(WHAT THE TASK ASKS) In the interview about Fair Art 2030, list every name that appears in parentheses after a team member's name.

(READING TEXT)
===============
It is led by a dream team of women leaders in the arts! How did you all connect?

In early 2020, Liezel took action in reaching out to Jamie Smith (Thrive Studio), Lauren Jackson Harris (Black Women in Visual Art), and Ferren Gipson to discuss some of her ideas for the project. Together Jamie and Lizel made numerous discovery calls to art organizations gathering data and researching. Shortly after, a solid group of talented people joined the Fair Art 2030 team; Kaylan Buteyn (Artist/Mother Podcast), Karline Moeller (Art; Frankly), Hall W. Rockefeller (Less Than Half). Of course then COVID happened and the world came to a standstill. The group kept in contact through the pandemic however, and the project remained on their minds.

During the pandemic Pegah Kargar (Repaint History) had reached out to Liezel with a similar idea and shortly after I had also reached out to Liezel to share a pledge idea of ​​my own. This serendipitous union of ideas, which had begun separately, helped to reignite the team's inspiration and we continued to push forward with the Fair Art 2030 project.

Can you speak to the importance of this initiative for you personally, both as an artist and as the founder of All She Makes?

As an artist, I've been professionally active in the arts since 2011. It always seemed like artists were viewed as second-class citizens in comparison to other occupations unless they were an incredibly successful person in the eyes of society. There were not many venues or organizations that truly advocated for the artists. It felt a bit lonely knowing that we, the artists, solely held our own best interest in mind and had to look out for ourselves. Knowing that Fair Art 2030 exists gives me a reassurance of sorts that things indeed are moving in the right direction, that it's not just empty talk like we've seen from organizations before, that I can call-out a gallery which shows 90% white male artists and that statement will be taken seriously. Societal expectations are changing and with us, these institutions can publicly proclaim their commitment to accurate representation. And if they haven't yet, then the question is: Why not? What are they hiding from?

The importance of Fair Art 2030 from my perspective as founder of All SHE Makes is that I truly view our participation and effort in creating impact on a bigger scale as an honor. It's one of the things I'm most proud of. The Fair Art Pledge is only the beginning of many more positive changes to come. The fact that our organization gets to collaborate with other change-makers, who share the same goal of increasing visibility for underrepresented artists, is truly a dream come true.

Beyond greater diversity (which, of course, is very important), what changes do you think the art world at large will see as a result of committing to change and striving to be more inclusive?

I think there will be more unity. More awareness of the problem creates an inevitable desire to do something about it. Once art institutions see their peers participating and taking part in creating change, we hope that it will enable a much-needed domino effect in making a contrast from how the art world is operating currently. There is still a lot of secrecy, elitism, and separation right now. I hope that by creating a common goal, we can all come together and work for the greater good, whatever that may look like.

I'm also looking at it realistically. As with any organizational change, it takes a great effort to actually shift the culture within these institutions. I think that committing to any pledge is a first-step in the right direction. The way the Fair Art 2030 Pledge is set up, institutions report back with the results of their efforts periodically. It's not just a “sign it, get a sticker, and forget it” type of deal. This adds a new layer of inherent goals for those involved across various organizational levels. As societal demands are changing, thinking of diversity and inclusion will breed more responsibility across other aspects of people's lives.
===============
[Dataset records]
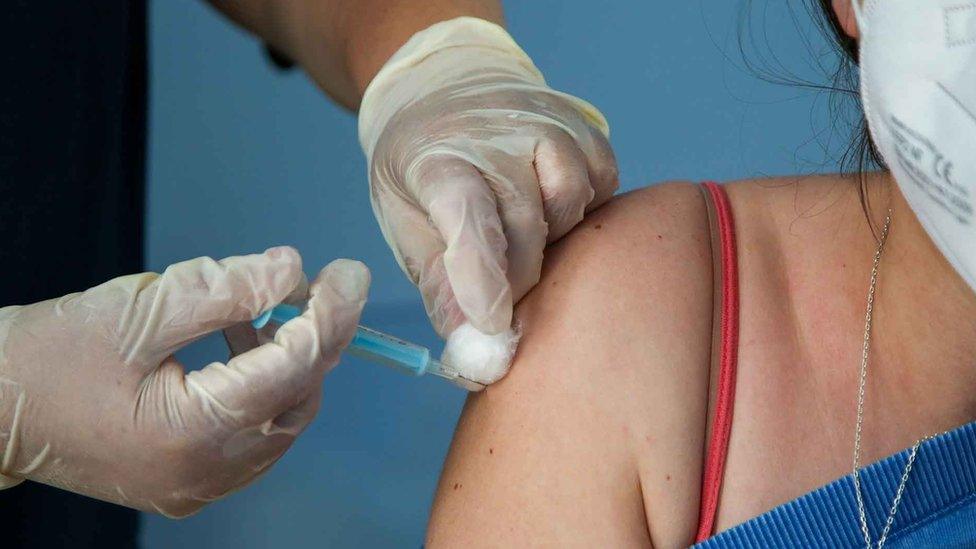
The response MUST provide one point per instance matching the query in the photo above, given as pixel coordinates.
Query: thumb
(194, 298)
(273, 378)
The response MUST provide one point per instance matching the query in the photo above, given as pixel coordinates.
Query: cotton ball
(478, 356)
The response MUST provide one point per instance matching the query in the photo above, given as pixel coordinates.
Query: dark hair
(862, 153)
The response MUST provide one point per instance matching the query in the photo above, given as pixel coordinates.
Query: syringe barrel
(367, 344)
(389, 351)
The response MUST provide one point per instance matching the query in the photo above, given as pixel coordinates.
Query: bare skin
(597, 436)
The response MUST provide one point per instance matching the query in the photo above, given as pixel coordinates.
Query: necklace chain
(865, 351)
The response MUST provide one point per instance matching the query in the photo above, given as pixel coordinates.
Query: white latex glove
(475, 164)
(93, 401)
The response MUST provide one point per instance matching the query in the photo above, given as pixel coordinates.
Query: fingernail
(348, 278)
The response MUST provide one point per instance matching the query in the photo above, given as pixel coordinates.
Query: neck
(924, 351)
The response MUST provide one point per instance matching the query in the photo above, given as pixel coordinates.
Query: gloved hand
(475, 164)
(93, 401)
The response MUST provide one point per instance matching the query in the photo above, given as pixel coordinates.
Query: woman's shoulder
(605, 406)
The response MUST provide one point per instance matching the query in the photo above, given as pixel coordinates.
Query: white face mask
(918, 84)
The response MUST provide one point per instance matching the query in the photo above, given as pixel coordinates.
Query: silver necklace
(860, 411)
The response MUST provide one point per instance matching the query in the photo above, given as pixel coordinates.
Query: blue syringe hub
(381, 348)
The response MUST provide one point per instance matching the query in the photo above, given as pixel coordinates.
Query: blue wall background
(243, 157)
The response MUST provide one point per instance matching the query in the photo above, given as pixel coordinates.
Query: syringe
(382, 349)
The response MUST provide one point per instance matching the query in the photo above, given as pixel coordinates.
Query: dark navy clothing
(72, 150)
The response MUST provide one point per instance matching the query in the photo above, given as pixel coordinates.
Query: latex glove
(93, 401)
(475, 164)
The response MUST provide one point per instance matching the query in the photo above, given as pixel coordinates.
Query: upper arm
(595, 438)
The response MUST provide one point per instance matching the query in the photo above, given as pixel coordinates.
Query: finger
(523, 218)
(272, 378)
(197, 297)
(602, 166)
(419, 249)
(243, 337)
(590, 130)
(462, 208)
(564, 182)
(251, 451)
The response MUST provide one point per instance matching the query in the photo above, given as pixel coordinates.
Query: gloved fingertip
(284, 253)
(348, 278)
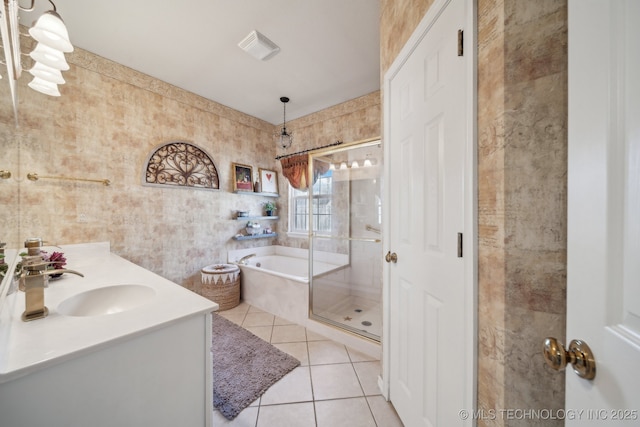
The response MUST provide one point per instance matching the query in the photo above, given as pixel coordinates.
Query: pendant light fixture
(284, 138)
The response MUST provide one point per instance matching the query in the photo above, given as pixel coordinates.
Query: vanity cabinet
(156, 379)
(146, 365)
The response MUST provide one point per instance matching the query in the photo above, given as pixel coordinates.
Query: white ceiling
(329, 49)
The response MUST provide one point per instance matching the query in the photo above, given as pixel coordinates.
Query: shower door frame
(312, 234)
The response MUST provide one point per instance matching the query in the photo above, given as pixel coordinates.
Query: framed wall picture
(242, 177)
(268, 181)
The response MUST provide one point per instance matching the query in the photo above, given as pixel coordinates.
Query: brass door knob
(579, 355)
(391, 257)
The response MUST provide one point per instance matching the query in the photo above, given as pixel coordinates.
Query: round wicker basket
(221, 284)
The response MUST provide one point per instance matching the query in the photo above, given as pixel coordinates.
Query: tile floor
(334, 386)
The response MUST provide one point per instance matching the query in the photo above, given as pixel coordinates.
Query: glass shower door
(345, 245)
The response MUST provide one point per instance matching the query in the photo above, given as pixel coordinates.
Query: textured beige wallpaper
(107, 122)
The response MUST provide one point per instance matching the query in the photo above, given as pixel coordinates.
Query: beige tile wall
(522, 114)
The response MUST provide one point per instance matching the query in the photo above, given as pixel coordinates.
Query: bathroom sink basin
(106, 300)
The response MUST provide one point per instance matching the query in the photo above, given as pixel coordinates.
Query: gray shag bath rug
(244, 366)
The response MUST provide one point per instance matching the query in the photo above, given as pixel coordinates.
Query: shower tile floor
(334, 386)
(359, 313)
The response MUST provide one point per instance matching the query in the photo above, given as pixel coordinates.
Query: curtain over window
(295, 169)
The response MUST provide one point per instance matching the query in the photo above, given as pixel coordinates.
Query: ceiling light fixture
(285, 139)
(53, 41)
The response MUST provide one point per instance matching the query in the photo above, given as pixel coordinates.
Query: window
(299, 206)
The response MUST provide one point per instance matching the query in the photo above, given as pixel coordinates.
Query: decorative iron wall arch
(181, 164)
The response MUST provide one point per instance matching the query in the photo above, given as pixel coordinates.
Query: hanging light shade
(51, 31)
(49, 56)
(285, 139)
(44, 86)
(46, 73)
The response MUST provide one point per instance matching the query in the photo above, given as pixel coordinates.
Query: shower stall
(346, 218)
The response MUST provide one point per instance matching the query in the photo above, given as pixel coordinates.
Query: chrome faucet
(34, 279)
(244, 259)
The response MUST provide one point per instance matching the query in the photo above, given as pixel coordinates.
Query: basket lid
(220, 269)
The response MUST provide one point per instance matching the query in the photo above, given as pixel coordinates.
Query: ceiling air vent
(258, 46)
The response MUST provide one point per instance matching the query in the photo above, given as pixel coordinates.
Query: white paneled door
(430, 380)
(603, 252)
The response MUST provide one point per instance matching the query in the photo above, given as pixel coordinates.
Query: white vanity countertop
(28, 346)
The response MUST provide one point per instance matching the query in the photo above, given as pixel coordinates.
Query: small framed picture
(242, 177)
(269, 181)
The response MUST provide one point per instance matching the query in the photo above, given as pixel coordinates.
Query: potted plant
(270, 208)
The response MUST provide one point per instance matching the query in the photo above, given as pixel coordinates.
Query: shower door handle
(391, 257)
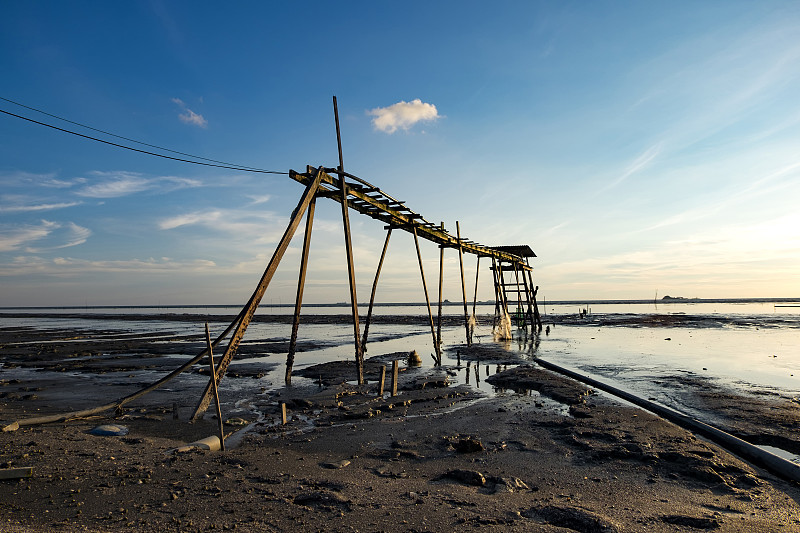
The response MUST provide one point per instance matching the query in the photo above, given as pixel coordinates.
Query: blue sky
(637, 147)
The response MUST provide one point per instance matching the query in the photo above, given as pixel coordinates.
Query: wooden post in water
(216, 392)
(477, 274)
(301, 281)
(463, 285)
(249, 310)
(374, 289)
(438, 357)
(441, 280)
(395, 375)
(349, 249)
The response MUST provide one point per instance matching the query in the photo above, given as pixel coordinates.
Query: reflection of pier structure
(353, 193)
(356, 194)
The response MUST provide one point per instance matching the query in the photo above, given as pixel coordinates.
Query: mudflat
(554, 456)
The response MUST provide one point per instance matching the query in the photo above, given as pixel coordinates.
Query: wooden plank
(438, 358)
(463, 285)
(374, 289)
(298, 303)
(216, 392)
(351, 274)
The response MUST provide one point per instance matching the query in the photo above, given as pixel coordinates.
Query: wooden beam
(463, 285)
(438, 358)
(351, 273)
(249, 310)
(374, 289)
(301, 281)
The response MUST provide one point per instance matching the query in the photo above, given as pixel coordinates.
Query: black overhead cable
(216, 163)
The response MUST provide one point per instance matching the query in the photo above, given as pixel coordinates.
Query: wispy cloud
(69, 266)
(35, 207)
(402, 115)
(256, 200)
(204, 218)
(14, 237)
(638, 164)
(73, 236)
(188, 116)
(122, 183)
(254, 226)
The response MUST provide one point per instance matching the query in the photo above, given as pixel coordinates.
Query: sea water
(736, 343)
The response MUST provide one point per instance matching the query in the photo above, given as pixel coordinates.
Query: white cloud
(122, 183)
(69, 266)
(190, 219)
(38, 207)
(637, 165)
(15, 237)
(402, 115)
(190, 117)
(259, 199)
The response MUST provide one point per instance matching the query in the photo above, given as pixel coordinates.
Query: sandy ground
(555, 456)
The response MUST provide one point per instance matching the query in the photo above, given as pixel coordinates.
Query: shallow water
(761, 352)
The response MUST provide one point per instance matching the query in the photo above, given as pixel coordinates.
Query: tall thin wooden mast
(349, 247)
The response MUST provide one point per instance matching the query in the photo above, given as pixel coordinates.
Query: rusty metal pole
(438, 358)
(349, 248)
(301, 281)
(463, 285)
(374, 288)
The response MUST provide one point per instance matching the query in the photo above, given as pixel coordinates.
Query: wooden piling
(214, 388)
(249, 310)
(374, 289)
(349, 249)
(441, 279)
(477, 274)
(301, 281)
(438, 358)
(463, 285)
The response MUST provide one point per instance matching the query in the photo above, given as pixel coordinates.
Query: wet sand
(556, 456)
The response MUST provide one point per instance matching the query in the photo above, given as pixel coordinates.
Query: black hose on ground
(774, 463)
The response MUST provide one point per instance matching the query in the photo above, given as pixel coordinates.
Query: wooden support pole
(477, 274)
(519, 301)
(255, 299)
(441, 282)
(529, 297)
(438, 358)
(349, 249)
(301, 281)
(537, 317)
(463, 285)
(214, 388)
(374, 289)
(497, 296)
(395, 376)
(502, 279)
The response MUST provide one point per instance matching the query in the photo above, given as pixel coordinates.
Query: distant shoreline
(669, 301)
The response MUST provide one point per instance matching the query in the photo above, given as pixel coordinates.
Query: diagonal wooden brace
(255, 299)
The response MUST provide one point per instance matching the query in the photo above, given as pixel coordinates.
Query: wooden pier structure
(512, 279)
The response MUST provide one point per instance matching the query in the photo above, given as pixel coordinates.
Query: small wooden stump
(395, 373)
===============
(TASK SOLUTION)
Thrive Studio
Black Women in Visual Art
Artist/Mother Podcast
Art; Frankly
Less Than Half
Repaint History